> Problem
Show each line in the records that contains the word "white". Case must match.
┌─ Records to use
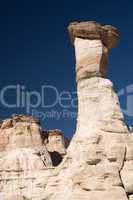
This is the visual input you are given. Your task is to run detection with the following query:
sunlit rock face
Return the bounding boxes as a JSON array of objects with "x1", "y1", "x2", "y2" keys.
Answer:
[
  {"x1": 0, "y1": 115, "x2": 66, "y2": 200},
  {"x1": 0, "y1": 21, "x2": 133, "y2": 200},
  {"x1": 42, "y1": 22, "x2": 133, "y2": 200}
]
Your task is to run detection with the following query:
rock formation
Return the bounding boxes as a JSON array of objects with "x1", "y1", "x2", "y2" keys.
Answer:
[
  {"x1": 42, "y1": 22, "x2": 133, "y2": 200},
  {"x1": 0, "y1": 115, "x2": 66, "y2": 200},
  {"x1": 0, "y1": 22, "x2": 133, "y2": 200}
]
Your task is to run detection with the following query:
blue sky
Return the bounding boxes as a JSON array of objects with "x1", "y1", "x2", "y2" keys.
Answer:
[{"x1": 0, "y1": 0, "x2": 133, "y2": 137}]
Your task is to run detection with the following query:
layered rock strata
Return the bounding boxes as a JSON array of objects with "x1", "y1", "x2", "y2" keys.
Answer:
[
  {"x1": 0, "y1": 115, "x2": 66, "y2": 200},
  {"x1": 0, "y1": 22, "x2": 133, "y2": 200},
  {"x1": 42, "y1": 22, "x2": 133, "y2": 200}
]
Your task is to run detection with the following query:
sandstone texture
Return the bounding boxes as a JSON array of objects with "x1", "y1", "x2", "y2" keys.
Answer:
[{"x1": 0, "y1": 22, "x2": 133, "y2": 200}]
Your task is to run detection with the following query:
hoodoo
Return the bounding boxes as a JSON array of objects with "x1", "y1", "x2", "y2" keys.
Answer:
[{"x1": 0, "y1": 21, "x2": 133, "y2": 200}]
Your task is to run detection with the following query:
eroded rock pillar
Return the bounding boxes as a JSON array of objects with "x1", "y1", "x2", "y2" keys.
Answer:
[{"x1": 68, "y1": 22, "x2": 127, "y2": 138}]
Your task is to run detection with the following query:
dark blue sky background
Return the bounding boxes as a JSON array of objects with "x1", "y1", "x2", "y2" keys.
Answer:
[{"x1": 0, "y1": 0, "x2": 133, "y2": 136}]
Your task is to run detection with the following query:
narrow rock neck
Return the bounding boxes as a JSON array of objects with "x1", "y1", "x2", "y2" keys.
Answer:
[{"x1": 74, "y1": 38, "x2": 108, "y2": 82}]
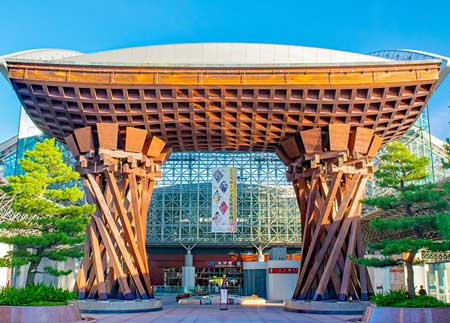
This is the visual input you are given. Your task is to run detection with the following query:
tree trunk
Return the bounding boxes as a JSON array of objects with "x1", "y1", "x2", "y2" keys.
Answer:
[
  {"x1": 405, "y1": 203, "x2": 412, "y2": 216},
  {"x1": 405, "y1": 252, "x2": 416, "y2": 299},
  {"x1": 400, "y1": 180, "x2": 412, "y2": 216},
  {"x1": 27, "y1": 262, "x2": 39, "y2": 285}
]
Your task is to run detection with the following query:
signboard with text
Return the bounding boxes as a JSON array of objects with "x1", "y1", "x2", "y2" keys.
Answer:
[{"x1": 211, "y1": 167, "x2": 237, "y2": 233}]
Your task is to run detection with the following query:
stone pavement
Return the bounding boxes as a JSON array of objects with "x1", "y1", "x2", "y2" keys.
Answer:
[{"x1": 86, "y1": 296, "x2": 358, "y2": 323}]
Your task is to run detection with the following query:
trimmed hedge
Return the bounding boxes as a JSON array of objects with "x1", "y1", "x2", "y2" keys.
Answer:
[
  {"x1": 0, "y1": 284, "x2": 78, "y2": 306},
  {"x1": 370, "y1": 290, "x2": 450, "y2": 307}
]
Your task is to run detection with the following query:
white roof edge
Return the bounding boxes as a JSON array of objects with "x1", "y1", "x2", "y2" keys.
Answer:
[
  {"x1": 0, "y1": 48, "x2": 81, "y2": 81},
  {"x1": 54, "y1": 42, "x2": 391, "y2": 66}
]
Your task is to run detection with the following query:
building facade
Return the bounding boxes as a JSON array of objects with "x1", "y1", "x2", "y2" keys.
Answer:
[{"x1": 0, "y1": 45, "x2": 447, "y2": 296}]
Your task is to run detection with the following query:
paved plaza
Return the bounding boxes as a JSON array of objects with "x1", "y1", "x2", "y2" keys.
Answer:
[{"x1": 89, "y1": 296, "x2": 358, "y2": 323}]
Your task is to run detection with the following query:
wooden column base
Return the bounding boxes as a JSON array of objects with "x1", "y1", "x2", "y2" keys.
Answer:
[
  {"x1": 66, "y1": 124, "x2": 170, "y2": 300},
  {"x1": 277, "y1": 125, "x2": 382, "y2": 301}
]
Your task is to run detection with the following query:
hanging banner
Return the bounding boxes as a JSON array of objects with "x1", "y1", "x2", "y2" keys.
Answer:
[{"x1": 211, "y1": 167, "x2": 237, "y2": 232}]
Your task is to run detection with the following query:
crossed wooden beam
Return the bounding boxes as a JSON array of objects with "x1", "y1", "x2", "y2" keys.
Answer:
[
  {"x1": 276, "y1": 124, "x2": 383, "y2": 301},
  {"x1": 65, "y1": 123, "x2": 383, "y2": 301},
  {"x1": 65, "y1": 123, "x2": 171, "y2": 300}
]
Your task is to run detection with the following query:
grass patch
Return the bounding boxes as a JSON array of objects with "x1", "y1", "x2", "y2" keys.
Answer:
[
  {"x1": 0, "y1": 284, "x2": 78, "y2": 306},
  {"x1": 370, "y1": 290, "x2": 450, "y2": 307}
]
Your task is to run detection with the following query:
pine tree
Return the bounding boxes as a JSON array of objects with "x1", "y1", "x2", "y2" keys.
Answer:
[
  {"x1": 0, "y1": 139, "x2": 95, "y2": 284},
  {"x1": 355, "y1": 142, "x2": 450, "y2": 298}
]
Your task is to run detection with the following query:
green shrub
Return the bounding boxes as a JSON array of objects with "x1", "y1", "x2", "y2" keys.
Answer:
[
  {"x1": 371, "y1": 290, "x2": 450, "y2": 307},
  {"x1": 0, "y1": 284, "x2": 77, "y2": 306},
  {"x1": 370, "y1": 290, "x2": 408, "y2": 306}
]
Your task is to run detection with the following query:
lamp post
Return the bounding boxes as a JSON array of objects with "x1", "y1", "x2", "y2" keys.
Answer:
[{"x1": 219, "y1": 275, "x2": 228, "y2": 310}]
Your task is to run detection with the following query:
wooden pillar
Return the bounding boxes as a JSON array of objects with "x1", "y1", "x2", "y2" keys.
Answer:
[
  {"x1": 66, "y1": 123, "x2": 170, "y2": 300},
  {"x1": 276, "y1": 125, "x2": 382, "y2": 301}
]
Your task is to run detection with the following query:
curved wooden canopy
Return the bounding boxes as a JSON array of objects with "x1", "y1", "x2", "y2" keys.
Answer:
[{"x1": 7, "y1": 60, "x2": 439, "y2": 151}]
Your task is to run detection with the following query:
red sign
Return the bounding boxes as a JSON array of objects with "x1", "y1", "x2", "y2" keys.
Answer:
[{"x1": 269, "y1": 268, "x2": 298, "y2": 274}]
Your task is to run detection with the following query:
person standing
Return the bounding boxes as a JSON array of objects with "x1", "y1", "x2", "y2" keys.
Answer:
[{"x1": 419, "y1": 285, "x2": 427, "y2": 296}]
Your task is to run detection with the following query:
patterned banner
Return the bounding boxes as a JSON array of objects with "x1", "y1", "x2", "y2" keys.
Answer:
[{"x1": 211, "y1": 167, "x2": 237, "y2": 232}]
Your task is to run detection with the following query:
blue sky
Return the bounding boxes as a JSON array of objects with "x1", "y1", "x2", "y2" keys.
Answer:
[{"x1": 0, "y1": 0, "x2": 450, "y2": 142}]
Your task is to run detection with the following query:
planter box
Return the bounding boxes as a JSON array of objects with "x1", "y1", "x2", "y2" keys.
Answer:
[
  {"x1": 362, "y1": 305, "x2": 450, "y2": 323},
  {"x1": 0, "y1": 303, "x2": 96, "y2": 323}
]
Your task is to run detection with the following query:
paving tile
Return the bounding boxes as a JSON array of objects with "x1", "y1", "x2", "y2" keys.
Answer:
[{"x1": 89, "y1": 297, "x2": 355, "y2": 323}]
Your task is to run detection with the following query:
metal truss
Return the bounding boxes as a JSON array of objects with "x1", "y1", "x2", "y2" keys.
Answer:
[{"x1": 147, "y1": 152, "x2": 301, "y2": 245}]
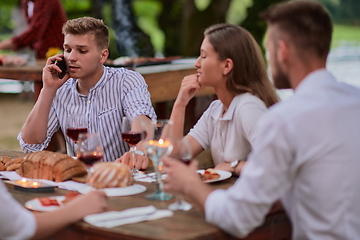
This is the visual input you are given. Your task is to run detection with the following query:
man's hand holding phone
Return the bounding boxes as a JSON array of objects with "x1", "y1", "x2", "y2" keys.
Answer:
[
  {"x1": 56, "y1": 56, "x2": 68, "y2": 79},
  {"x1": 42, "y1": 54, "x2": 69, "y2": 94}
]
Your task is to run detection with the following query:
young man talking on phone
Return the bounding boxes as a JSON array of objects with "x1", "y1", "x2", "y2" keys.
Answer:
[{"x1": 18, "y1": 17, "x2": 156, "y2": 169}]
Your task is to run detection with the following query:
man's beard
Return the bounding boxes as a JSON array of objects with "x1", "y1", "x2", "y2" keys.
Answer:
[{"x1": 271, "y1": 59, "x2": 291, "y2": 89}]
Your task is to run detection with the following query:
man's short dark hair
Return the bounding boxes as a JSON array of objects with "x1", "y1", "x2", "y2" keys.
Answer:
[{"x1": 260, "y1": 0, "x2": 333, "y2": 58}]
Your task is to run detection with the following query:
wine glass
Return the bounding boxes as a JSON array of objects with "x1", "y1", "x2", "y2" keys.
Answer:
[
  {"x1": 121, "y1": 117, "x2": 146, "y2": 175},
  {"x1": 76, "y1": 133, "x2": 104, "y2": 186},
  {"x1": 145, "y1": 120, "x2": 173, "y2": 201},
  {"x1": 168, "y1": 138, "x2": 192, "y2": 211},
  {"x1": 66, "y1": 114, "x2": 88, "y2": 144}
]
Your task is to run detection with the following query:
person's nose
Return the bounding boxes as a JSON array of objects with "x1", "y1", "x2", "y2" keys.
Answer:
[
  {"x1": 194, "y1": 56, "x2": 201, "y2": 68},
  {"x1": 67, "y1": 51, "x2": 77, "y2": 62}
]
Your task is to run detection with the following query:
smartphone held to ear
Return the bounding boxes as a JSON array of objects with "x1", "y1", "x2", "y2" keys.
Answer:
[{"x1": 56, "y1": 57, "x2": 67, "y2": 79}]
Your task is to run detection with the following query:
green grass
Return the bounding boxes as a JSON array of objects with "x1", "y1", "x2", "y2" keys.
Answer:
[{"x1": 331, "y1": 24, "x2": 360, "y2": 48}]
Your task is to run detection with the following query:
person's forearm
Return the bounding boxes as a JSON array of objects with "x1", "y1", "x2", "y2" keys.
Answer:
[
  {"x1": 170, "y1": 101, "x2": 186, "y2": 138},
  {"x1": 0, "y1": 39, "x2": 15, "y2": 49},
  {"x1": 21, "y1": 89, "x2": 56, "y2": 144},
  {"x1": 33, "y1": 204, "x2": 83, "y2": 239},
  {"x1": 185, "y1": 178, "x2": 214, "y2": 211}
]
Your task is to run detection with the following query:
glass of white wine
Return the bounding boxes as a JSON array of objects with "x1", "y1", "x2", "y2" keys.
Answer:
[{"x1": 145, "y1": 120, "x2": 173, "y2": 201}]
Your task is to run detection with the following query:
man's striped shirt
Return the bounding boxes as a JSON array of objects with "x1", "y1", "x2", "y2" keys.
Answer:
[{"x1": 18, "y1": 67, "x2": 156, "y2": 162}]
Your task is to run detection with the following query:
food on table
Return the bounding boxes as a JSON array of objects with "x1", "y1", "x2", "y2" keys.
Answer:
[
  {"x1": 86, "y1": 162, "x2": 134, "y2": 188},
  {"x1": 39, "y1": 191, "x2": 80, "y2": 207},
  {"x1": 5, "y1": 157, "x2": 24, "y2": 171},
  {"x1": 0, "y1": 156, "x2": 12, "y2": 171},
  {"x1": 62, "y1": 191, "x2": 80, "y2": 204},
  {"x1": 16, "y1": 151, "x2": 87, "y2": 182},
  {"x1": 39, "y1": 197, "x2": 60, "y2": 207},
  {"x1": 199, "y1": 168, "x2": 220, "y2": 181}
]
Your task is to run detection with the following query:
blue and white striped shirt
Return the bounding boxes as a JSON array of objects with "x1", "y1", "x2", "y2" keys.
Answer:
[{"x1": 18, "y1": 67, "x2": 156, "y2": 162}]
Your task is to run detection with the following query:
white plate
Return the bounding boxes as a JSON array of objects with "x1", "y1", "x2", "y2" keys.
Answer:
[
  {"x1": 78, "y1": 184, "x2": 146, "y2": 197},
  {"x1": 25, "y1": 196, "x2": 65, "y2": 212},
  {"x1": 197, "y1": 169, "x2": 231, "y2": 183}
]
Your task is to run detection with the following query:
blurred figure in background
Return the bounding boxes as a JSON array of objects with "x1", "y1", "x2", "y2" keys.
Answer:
└─
> Task response
white roof edge
glass of white wine
blue and white striped shirt
white plate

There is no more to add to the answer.